EXERCISE AIM:
Copy word for word the stretch of the passage on decaying organic matter and soil acids from "In the ultimate" through "is very important.".

═════ TEXT PROVIDED ═════

By far the most important agencies under the farmer’s control for the liberation of plant food are the decomposition products of fermenting or decaying organic matter, such as green manures, crop residues and ordinary farm manures.  In the decomposition of these organic materials sour or acid products are formed.  Thus vinegar, containing acetic acid, is formed from the fermentation of apple juice, hard cider being an intermediate product.  Sweet, chopped, immature field corn becomes sour silage in the silo, lactic, acetic, carbonic and other acids being formed.  By a similar process cabbage is turned into sauerkraut.  Likewise sweet milk becomes sour, with the formation of lactic acid.  Oxalic, citric, tartaric, succinic, malic, gallic and tannic are other well-known organic acids.  Some of these are contained in the sap or juice of certain plants, and these or others are formed when crop residues are decomposed in the soil.

In the ultimate decomposition of organic matter the carbon appears in the form of carbon dioxid which when combined with water forms carbonic acid.  Though this is a very weak acid, its solvent action is very important.

But, in addition to the various organic acids and carbonic acid, we have also to consider the formation of nitric acid in connection with the decomposition of organic manures.  Nitric acid is one of the strongest known, and in solvent power it is excelled by no single acid.  The nitrogen contained in crop residues and other organic manures is chiefly in chemical combination with carbon, oxygen and hydrogen, much of it in insoluble protein compounds.  Normally this organic nitrogen is transformed in the soil, first into ammonia nitrogen, next into nitrite nitrogen, and lastly into nitrate nitrogen, these three transformations being effected by biochemical action produced by different kinds of living microscopic organisms called bacteria.  Though detectable amounts of free nitric acid do not accumulate during this process of nitrification, the soluble nitrate or final product is formed by the action of nitric acid upon a mineral base, such as calcium, magnesium, or potassium, which may have been in the soil in insoluble form, so that the nitrogen must pass through the form of nitric acid in the transformation into nitrates.

═════ AVAILABLE DATA ═════

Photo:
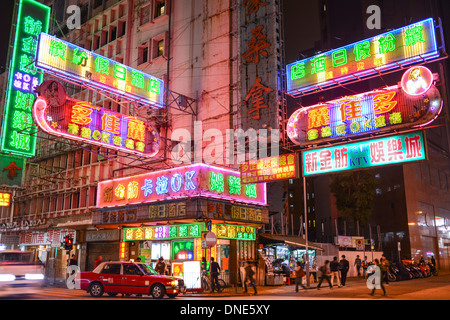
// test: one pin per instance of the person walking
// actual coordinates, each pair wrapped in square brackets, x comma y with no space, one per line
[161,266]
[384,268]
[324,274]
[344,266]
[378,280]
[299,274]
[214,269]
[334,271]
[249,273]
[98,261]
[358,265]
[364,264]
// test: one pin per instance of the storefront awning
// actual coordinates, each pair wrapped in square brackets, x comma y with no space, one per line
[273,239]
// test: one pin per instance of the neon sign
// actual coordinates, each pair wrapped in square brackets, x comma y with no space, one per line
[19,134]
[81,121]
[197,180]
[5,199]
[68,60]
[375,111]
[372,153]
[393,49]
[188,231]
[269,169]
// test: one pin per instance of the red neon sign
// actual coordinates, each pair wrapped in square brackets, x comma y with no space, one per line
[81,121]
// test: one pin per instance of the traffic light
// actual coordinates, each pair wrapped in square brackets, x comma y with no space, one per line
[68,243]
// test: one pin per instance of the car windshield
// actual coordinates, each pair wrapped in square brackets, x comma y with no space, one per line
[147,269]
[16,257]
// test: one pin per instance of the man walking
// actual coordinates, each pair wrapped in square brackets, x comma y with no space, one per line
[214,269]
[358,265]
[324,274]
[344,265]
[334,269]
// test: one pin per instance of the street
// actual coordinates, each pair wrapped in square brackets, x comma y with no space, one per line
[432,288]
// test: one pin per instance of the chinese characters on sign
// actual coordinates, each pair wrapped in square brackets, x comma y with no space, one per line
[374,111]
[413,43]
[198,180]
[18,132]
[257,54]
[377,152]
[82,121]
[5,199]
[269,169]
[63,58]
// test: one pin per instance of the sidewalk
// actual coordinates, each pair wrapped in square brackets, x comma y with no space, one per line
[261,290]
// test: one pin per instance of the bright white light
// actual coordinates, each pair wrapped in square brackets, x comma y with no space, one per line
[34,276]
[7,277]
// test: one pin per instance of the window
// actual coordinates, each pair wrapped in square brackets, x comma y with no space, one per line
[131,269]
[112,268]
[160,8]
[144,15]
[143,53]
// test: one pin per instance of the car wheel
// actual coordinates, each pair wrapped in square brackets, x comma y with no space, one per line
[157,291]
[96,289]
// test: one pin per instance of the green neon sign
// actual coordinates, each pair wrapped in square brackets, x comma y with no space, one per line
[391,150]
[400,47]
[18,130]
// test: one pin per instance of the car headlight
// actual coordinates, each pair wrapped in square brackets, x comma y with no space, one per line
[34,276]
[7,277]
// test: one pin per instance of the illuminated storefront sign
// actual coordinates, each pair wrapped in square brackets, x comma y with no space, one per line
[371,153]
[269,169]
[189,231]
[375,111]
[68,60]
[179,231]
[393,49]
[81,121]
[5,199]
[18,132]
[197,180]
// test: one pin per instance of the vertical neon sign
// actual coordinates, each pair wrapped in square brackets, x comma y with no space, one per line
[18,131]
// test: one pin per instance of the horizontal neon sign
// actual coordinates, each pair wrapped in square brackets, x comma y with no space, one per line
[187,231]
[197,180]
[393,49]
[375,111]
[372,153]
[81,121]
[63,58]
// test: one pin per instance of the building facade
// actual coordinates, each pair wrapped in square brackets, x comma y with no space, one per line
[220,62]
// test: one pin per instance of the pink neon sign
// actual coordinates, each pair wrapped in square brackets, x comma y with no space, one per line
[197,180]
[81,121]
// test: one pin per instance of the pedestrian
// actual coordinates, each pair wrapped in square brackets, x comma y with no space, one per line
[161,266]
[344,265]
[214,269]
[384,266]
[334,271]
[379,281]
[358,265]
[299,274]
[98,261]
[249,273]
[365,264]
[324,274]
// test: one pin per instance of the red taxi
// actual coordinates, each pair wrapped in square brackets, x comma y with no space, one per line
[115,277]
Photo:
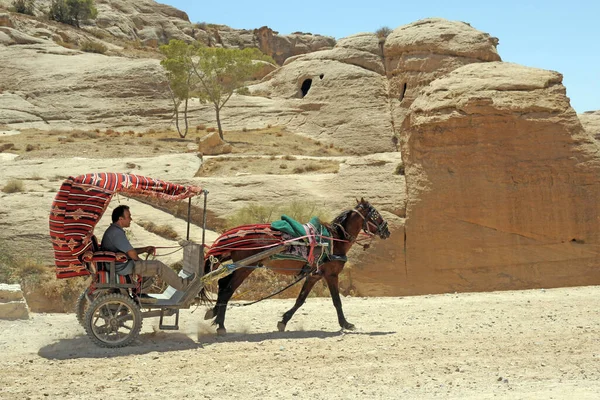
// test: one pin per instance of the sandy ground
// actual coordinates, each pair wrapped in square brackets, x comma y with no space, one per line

═════

EXPECTED OUTPUT:
In the ultimate decomposition of organic matter the carbon appears in the form of carbon dioxid which when combined with water forms carbonic acid.  Though this is a very weak acid, its solvent action is very important.